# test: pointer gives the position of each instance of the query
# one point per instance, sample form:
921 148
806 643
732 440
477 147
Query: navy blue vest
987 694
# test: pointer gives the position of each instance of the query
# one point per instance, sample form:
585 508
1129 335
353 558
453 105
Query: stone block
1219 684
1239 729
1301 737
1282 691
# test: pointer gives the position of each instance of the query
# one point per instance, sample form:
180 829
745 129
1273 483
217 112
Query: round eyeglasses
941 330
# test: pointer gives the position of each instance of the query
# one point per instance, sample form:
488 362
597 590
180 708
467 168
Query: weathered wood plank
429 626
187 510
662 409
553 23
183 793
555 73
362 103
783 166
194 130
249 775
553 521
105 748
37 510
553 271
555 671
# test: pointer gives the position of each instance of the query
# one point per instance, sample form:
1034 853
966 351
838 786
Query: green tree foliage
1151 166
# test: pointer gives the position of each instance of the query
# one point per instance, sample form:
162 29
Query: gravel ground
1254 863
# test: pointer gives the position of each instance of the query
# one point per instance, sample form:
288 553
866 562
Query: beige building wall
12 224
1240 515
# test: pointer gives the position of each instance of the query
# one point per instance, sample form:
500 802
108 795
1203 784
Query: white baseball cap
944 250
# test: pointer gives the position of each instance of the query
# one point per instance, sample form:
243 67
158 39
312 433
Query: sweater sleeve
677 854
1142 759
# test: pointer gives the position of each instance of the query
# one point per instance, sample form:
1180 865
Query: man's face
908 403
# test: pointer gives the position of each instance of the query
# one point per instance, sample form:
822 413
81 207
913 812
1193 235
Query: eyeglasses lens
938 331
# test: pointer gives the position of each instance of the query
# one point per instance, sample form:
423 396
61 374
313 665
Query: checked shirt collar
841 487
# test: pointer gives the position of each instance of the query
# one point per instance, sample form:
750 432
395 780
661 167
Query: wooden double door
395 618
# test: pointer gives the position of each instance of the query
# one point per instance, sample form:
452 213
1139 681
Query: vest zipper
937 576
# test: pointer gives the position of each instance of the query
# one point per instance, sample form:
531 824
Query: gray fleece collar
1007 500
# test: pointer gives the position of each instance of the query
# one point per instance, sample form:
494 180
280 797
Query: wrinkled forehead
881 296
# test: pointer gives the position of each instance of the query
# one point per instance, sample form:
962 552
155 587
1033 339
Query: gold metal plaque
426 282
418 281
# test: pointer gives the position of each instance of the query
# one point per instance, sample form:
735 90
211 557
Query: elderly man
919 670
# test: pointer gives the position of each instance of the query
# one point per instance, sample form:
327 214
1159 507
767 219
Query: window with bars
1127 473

TASK DESCRIPTION » Every line above needs to be retyped exactly.

RESULT BELOW »
# test: pointer gives the position of each instance of the query
# one point per instance, sample form:
921 148
806 643
732 440
477 147
Query: navy blue vest
987 694
# test: pointer gives the position of each instance of the query
# one point per instance, sample form:
585 508
1129 335
353 558
453 105
Query: stone block
1219 684
1239 729
1301 737
1282 691
# test: pointer gives the position of each instance of the query
# one point per instance, sample form:
180 829
745 129
1273 483
217 112
Query: round eyeglasses
941 330
# test: pointer gives the position of each instance of the query
# one point per instance, sample form:
488 362
597 590
180 708
467 168
Query: weathered wood plank
429 626
187 510
662 409
553 23
183 793
555 73
362 103
783 166
194 130
249 775
553 521
105 748
37 510
553 271
555 671
# test: pointer gives the position of each instance of the query
# one point per instance, sample form:
1034 853
966 351
838 786
Query: green tree foliage
1151 166
# test: pointer gives the position of each instance of the query
# one point per instance, sample form:
162 29
Query: gravel ground
1254 863
# test: pointer gives the position of each instance of the query
# one point per instance, sample form:
288 553
866 562
Query: beige building wall
12 224
1240 515
# test: pointer gives the position of each instance of the query
# one point per instance, sample form:
500 802
108 795
1203 784
Query: white baseball cap
944 250
# test: pointer gives the position of each instance of the query
# one point per instance, sample form:
243 67
158 39
312 433
Query: sweater sleeve
677 854
1142 759
# test: pointer gives the position of each instance of the query
# one point per instance, sample form:
1180 865
Query: man's face
908 403
# test: pointer gives the position of each instance of the query
# one point per instance, sample form:
822 413
81 207
913 812
1193 235
Query: eyeglasses lens
938 331
# test: pointer gives the position of each instance of the query
# one point per instance, sample form:
423 396
61 374
313 665
Query: checked shirt collar
841 487
# test: pointer gives the position of each instance of the query
# one point per instance, sample form:
750 432
395 780
661 167
Query: wooden double door
395 618
# test: pointer gives the position of each instance of the query
# one point per instance, sample form:
452 213
1139 681
Query: vest zipper
937 576
# test: pointer gives the position of each instance of the query
# one point per instance, sample form:
531 824
Query: gray fleece collar
1007 500
# test: pointer gives the position of each instance of the query
# one point per instance, sample form:
494 180
280 797
Query: wrinkled forehead
881 296
# test: pointer gives the position of each instance of the query
# one point per instance, sample form:
962 552
155 587
1033 339
Query: gold metal plaque
426 282
418 281
# test: pointer gives the position of each instance of the query
# one point per instance, sample form:
735 90
211 557
Query: elderly man
919 670
# test: pointer gives the position of each instance of the query
# one point per instance, sample form:
327 214
1159 507
767 219
Query: window with bars
1127 473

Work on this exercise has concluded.